Written problem
Count the lines in the entries below that contain the word "every" and reply with that number alone.

Entries supplied

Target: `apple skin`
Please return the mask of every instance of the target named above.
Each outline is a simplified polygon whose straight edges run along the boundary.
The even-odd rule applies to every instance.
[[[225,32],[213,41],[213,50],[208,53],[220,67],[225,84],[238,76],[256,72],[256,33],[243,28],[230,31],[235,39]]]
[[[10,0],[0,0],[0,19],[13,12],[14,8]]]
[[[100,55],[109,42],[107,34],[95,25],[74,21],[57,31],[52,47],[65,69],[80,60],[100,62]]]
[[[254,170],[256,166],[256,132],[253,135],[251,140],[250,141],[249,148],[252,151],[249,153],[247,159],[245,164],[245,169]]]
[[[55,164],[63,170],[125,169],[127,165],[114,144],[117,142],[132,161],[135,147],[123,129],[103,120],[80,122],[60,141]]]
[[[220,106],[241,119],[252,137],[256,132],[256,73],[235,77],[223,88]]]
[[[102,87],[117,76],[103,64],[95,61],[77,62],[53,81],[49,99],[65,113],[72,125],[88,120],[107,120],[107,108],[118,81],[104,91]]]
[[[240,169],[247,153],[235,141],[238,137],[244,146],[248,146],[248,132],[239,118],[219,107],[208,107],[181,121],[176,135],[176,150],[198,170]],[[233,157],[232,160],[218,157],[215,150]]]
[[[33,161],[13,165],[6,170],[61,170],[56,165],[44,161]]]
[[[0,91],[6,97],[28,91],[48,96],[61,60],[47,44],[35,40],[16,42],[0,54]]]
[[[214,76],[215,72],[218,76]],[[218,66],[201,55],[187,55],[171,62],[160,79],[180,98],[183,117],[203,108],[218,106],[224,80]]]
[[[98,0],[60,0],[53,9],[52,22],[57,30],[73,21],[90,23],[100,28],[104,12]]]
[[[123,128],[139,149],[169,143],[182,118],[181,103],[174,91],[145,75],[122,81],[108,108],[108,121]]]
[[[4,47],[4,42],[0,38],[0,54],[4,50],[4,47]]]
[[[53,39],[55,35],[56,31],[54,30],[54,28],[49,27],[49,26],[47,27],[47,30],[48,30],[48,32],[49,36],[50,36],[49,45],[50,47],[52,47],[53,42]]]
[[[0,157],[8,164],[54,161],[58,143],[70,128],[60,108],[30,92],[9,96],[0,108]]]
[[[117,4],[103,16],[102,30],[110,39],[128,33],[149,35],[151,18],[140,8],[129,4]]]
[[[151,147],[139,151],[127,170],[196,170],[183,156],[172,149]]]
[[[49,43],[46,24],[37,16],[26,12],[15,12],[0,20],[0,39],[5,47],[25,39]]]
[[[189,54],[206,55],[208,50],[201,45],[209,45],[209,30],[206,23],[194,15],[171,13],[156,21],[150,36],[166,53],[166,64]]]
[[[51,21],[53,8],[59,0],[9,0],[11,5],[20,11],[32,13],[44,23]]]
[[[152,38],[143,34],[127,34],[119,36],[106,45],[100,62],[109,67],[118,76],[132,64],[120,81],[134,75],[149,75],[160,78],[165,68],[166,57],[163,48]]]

Answer to the problem
2